* **Do this**:
Can you rescale the listing below by writing out all of its lines again, requests included, with every point coordinate multiplied by 0.2 and rounded to the nearest whole number (halves round up)? Leave the pictures out of your answer.

* **Data shown**:

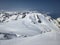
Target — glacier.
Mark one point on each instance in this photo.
(28, 28)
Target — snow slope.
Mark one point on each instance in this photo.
(28, 28)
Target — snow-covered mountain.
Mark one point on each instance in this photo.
(35, 26)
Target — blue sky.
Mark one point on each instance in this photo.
(52, 6)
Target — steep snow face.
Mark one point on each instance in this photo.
(28, 28)
(26, 23)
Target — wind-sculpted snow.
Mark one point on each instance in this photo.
(20, 27)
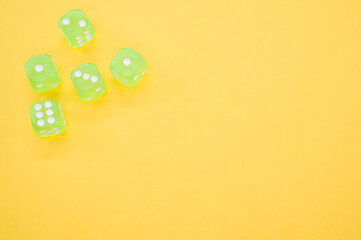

* **The solution**:
Target — glacier.
Mark one point on each instance in this photo.
(6, 6)
Target — snow slope.
Mark one point on each instance in this photo.
(6, 6)
Target — snow-covered mountain.
Mark one point on each instance in this photo.
(7, 5)
Target — blue sky.
Mark one point on each instance in this photo.
(10, 1)
Target — steep snow face.
Mark one point on each instance in this photo.
(6, 6)
(5, 5)
Target — wind-sculpted snow.
Mark one point on each instance in this photo.
(4, 5)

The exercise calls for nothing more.